* **Material to process**
────────
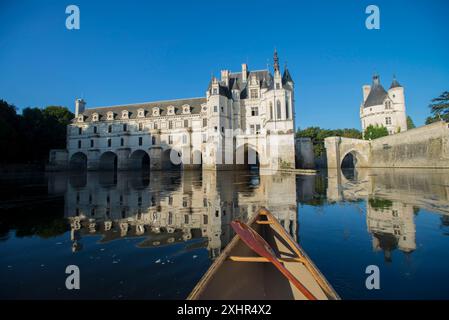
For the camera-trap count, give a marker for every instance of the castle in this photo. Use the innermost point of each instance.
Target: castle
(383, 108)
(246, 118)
────────
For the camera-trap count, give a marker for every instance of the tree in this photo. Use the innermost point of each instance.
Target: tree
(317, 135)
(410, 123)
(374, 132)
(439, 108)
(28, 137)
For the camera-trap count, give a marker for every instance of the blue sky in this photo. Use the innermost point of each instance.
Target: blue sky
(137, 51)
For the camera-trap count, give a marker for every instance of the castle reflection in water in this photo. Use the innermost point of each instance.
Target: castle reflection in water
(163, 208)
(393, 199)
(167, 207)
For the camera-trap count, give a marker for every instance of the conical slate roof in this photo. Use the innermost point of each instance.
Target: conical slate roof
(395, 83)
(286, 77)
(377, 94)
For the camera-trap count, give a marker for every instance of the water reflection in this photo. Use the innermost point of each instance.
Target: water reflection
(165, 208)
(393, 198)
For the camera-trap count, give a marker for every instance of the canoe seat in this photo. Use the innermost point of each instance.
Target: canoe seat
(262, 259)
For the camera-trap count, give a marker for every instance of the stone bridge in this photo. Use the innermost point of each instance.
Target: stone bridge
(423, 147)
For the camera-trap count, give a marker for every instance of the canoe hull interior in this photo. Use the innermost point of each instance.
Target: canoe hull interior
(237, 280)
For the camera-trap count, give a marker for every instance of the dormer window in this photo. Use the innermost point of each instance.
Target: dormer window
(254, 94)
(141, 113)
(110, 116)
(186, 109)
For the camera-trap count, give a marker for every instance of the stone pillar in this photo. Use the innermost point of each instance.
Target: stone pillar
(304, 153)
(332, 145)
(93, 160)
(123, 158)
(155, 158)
────────
* **Exercise instructions**
Pick out each line in the rows above that contains the string "hull". Case counts.

* **Output**
For the camera-trap count, give a marker for every instance of the canoe hull interior in this photo. Use the innermost point of each instance.
Target: canoe hull interior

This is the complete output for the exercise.